WORK TO COMPLETE: Write out, from the entries below, exactly the lines that run between the lines holding "# each point looks like point(56, 29)" and "# each point looks like point(138, 102)", inclusive, and stop there.
** Opening RECORDS FOR THIS EXERCISE block **
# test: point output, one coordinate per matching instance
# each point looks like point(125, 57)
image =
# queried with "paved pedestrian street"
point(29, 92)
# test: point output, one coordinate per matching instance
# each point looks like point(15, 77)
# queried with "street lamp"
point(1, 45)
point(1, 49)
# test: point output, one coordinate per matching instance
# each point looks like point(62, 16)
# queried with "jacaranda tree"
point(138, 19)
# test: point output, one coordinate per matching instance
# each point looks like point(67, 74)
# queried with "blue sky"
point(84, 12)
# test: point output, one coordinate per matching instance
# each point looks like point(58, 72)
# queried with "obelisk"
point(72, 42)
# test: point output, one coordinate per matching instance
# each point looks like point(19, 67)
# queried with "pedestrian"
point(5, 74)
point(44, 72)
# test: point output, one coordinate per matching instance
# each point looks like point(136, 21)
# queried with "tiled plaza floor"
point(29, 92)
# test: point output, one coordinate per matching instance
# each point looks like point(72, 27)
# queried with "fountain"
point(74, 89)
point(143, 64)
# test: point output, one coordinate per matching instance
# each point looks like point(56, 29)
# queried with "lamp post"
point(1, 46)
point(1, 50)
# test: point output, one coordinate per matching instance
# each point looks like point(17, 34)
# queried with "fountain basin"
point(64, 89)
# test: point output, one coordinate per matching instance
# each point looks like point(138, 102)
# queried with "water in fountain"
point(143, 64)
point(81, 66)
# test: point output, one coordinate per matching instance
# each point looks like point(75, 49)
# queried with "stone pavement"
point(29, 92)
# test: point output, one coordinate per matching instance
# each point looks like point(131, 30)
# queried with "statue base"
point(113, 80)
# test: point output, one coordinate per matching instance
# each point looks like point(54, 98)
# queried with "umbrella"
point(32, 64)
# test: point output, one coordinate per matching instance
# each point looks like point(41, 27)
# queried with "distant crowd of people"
** Closing RECORDS FOR THIS EXERCISE block **
EXPECTED ANSWER:
# each point looks like point(56, 29)
# queried with "lamp post"
point(1, 46)
point(1, 50)
# test: point output, one coordinate per matching instance
# each point looks like point(17, 34)
# queried with "fountain basin"
point(64, 89)
# test: point output, one coordinate per matching instance
# each point looks like point(138, 102)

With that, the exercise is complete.